=== INPUT MATERIAL ===

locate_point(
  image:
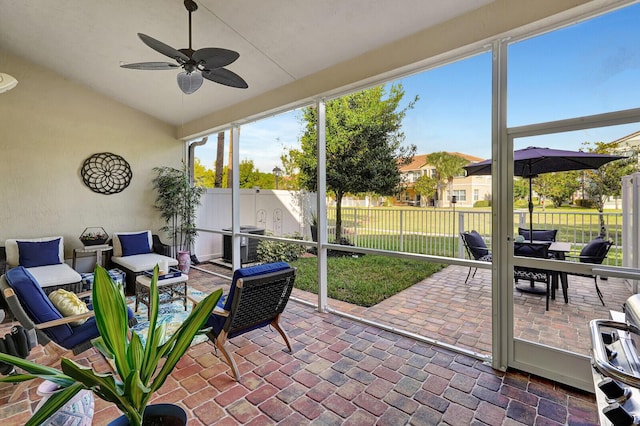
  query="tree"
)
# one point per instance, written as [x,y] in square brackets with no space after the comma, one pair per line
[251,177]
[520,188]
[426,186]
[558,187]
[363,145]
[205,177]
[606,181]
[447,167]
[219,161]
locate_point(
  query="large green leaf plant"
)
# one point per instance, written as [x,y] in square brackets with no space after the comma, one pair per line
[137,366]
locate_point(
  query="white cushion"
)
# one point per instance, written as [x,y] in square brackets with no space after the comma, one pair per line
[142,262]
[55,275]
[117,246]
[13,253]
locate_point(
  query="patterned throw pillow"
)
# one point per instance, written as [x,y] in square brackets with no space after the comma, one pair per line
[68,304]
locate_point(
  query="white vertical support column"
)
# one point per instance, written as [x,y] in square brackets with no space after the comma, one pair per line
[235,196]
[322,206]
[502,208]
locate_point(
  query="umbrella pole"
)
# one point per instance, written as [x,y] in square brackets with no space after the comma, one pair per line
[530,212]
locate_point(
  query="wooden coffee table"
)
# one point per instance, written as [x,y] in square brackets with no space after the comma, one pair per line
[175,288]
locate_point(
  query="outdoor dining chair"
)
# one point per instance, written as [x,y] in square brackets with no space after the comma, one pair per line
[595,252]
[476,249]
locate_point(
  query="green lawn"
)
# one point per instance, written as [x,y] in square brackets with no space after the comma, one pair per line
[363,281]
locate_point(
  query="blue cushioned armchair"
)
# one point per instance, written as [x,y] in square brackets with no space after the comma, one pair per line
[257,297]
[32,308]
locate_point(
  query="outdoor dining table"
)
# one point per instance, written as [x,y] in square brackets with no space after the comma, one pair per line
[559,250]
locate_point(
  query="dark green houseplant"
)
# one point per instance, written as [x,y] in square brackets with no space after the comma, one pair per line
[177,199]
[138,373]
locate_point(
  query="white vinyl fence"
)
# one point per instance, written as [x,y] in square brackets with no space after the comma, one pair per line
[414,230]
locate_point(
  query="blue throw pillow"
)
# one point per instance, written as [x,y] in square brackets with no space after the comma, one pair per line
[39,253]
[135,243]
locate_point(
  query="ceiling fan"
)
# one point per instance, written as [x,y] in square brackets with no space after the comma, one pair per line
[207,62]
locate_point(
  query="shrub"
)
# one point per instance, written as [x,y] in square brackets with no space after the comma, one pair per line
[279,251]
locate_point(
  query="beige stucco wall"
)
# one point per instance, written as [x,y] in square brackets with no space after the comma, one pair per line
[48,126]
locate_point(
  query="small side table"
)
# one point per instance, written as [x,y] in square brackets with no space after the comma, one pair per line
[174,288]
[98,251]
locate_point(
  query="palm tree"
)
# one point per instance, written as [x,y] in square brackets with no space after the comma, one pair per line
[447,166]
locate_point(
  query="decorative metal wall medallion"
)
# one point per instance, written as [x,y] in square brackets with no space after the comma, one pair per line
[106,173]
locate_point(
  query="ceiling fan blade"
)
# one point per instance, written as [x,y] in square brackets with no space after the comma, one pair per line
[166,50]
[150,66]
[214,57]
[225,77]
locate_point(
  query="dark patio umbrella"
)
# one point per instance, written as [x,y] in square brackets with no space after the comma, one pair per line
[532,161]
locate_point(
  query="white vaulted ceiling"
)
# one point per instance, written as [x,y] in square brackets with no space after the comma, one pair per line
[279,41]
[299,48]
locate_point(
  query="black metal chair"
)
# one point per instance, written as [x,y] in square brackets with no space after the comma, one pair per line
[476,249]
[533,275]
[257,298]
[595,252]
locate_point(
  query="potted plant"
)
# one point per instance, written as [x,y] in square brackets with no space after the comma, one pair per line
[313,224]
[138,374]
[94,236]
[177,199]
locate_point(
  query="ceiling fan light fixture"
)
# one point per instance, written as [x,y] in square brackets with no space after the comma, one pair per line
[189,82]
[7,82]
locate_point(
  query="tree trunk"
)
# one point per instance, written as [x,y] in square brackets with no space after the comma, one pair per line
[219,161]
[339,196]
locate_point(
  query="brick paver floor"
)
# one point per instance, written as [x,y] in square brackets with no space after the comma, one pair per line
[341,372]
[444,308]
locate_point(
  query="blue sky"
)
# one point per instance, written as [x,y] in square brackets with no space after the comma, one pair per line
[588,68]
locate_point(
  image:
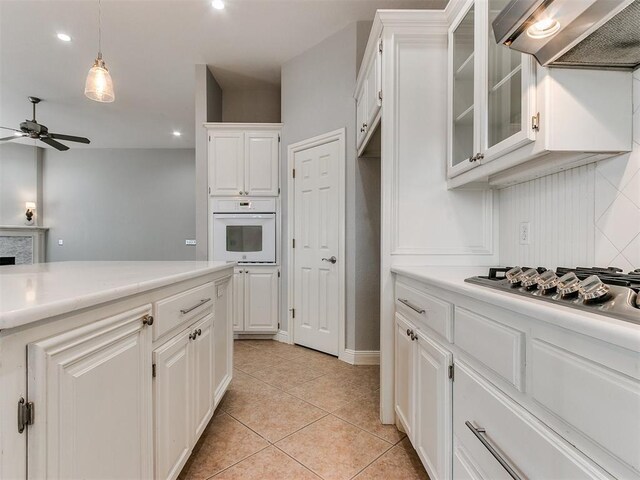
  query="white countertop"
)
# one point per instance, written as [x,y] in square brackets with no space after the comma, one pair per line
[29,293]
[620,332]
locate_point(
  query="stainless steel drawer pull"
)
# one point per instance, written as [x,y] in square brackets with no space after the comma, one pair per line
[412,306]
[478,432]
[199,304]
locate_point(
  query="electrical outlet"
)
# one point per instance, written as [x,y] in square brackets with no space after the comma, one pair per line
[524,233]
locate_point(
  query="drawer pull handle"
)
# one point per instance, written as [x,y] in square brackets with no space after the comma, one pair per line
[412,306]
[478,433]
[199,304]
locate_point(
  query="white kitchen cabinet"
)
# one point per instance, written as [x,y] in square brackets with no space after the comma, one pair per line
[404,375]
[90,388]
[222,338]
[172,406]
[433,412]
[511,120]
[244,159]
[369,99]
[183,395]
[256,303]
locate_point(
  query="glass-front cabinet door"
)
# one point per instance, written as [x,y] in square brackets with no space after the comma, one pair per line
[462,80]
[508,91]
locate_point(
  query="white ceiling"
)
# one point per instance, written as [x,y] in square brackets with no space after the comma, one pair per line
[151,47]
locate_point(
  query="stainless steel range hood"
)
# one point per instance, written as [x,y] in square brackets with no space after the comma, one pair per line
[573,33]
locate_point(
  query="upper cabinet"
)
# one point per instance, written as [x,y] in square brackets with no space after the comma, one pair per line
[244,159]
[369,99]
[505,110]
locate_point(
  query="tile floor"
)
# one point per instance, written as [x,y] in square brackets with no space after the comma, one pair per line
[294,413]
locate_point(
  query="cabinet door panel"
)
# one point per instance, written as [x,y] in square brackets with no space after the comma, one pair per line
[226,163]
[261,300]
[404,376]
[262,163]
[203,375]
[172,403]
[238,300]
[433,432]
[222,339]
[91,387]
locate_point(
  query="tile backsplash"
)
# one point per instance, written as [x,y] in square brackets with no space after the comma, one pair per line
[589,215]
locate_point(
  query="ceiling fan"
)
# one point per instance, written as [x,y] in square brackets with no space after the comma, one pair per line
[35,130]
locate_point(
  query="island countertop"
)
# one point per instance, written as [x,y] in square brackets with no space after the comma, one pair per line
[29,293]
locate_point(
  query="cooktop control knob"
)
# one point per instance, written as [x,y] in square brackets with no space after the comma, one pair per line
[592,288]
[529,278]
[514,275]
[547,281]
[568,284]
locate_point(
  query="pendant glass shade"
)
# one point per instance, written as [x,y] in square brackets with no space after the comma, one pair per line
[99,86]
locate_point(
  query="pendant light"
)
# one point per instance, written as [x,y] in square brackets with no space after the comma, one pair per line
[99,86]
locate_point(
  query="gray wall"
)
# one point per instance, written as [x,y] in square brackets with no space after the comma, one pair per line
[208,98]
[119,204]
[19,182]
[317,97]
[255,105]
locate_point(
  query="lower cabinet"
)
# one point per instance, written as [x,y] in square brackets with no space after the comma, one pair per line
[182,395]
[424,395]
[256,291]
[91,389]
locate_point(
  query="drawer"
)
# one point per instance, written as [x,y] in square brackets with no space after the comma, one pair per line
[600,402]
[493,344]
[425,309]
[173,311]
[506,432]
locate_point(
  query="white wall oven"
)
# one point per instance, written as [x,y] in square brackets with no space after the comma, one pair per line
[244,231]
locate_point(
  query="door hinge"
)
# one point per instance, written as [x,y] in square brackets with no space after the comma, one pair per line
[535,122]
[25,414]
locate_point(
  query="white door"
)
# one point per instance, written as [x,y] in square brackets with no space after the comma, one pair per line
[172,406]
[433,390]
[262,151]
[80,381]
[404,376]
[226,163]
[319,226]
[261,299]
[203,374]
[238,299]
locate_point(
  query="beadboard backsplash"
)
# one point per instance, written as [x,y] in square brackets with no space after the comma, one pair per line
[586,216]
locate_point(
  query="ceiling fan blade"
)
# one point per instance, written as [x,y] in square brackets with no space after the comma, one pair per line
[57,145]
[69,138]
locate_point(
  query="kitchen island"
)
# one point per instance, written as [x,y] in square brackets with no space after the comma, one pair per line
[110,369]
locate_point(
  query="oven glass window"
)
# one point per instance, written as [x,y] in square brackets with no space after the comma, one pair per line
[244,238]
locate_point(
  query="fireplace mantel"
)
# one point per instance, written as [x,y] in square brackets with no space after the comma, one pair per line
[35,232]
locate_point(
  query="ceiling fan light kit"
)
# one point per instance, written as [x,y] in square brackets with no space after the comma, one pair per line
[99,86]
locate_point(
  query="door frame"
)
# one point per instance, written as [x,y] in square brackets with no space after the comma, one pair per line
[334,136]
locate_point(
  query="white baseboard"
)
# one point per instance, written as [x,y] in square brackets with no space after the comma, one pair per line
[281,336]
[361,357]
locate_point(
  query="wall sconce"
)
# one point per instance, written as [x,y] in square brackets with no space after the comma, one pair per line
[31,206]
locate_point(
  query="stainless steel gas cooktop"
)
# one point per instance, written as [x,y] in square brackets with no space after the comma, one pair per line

===

◆ TASK PROMPT ◆
Among the lines above, find those containing the word "dark" and copy each.

◆ OUTPUT ◆
  query="dark green houseplant"
  query="dark patio umbrella"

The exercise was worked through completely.